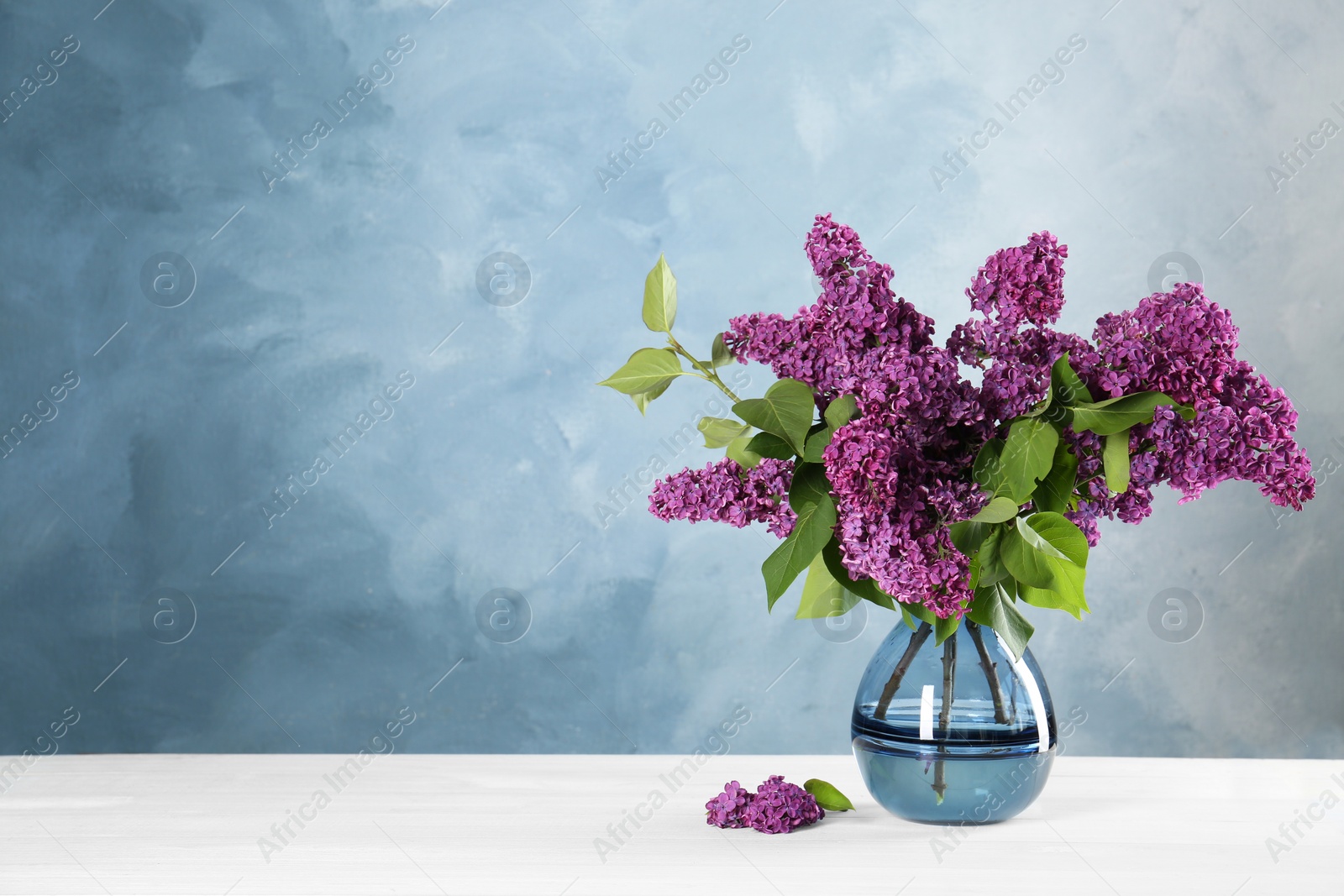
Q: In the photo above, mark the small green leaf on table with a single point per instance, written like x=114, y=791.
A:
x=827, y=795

---

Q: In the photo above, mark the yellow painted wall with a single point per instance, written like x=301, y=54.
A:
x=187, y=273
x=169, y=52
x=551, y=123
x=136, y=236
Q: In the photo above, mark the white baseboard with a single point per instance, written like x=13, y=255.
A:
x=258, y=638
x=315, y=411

--

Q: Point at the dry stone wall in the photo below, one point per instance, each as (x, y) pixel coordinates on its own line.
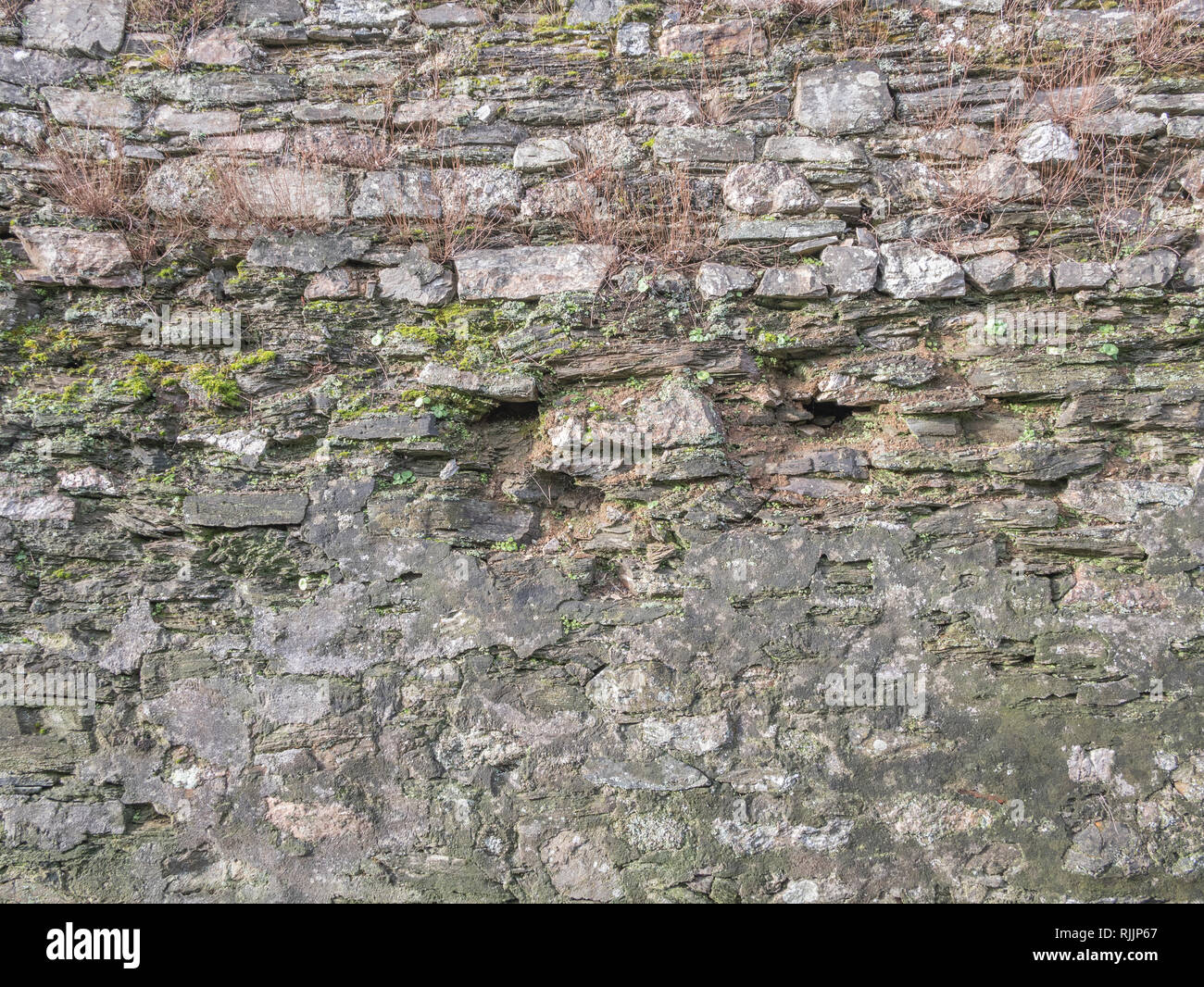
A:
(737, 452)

CHALLENGE:
Output as a numbered list the items from the line containing "Q: In the photo above, mark the yellow" through the line containing "x=315, y=411", both included, leaving out blank lines.

SOLUTION TO THE EXERCISE:
1. Q: In the photo above, mark the yellow painted wall with a single point per instance, written like x=301, y=54.
2. A:
3. x=187, y=273
4. x=169, y=52
5. x=551, y=123
6. x=136, y=236
7. Q: In the photo above, mark the white baseboard with a single point per instance, written like x=13, y=255.
8. A:
9. x=258, y=638
10. x=315, y=411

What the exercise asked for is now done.